──────── Document extract

How to Test Your Prospect’s Seriousness

In B2B marketing, the ability to consistently generate leads will define how successful a company can become. Lead generation doesn’t define success, but it does set the ceiling of growth. Without a stream of new customers to grow an audience, nothing thrives. But not all leads are good leads.

Surprisingly, certain leads can actually be detrimental to your growth cycle? These aren’t people who make it all the way through the buyer’s journey. As a result, they stagnate as strangers with no real intention of making it to the sales point, at least not anytime soon.

Testing a prospect’s seriousness is how we eliminate poor leads to free up resources for high-quality ones. To avoid clogging the buyer’s journey with people who aren’t interested in going through it, we first need to understand the difference between a good and a bad lead.

What kind of lead are you actually looking for?

There are many names for a high-quality lead, but Hubspot offers one of the more practical ones: a marketing qualified lead (MQL). By their definition, an MQL is:

“…a lead that the marketing team has deemed more likely to become a customer compared to others.”

This gives us a good starting point for why seriousness is important. The more serious a lead is, the more likely they are to reach the sales point and become a customer. Several factors are used to assess when a lead becomes marketing qualified (i.e. engaging with them is likely to produce a return on investment). The key ones to keep in mind are

  • Need for the product
  • Access to your solution
  • Willingness to engage

Without these three factors, a lead is less likely to turn into a customer.

 Setting yourself up for high-quality leads

Interestingly, not every factor that affects lead quality is up to the lead themselves. Access to your solution is a lead generation problem that starts on the business side rather than the customer side. Wherever you contact the lead, there has to be a clear pathway to get them to your solution if it’s something they need and show interest in.

This is an important point to bring up now because many e-commerce businesses neglect this step. Without it, vetting leads becomes fruitless because you’ll still be losing them before the sales point. This is true now more than ever.

────────────────
──────── Extracted data

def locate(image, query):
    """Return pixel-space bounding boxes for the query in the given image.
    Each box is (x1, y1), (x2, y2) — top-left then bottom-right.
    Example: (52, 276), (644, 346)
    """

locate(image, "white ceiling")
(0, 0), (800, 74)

────────────────

Study questions:
A. Please give the part of the article on testing prospects starting with "Surprisingly, certain leads" and going on through "a bad lead." again, switching "buyer’s journey" to "customer journey".
B. List the factors that the article on testing prospects names as the key ones for assessing when a lead becomes marketing qualified.

Solutions by task:
A.
Surprisingly, certain leads can actually be detrimental to your growth cycle? These aren’t people who make it all the way through the customer journey. As a result, they stagnate as strangers with no real intention of making it to the sales point, at least not anytime soon.

Testing a prospect’s seriousness is how we eliminate poor leads to free up resources for high-quality ones. To avoid clogging the customer journey with people who aren’t interested in going through it, we first need to understand the difference between a good and a bad lead.

B.
- Need for the product
- Access to your solution
- Willingness to engage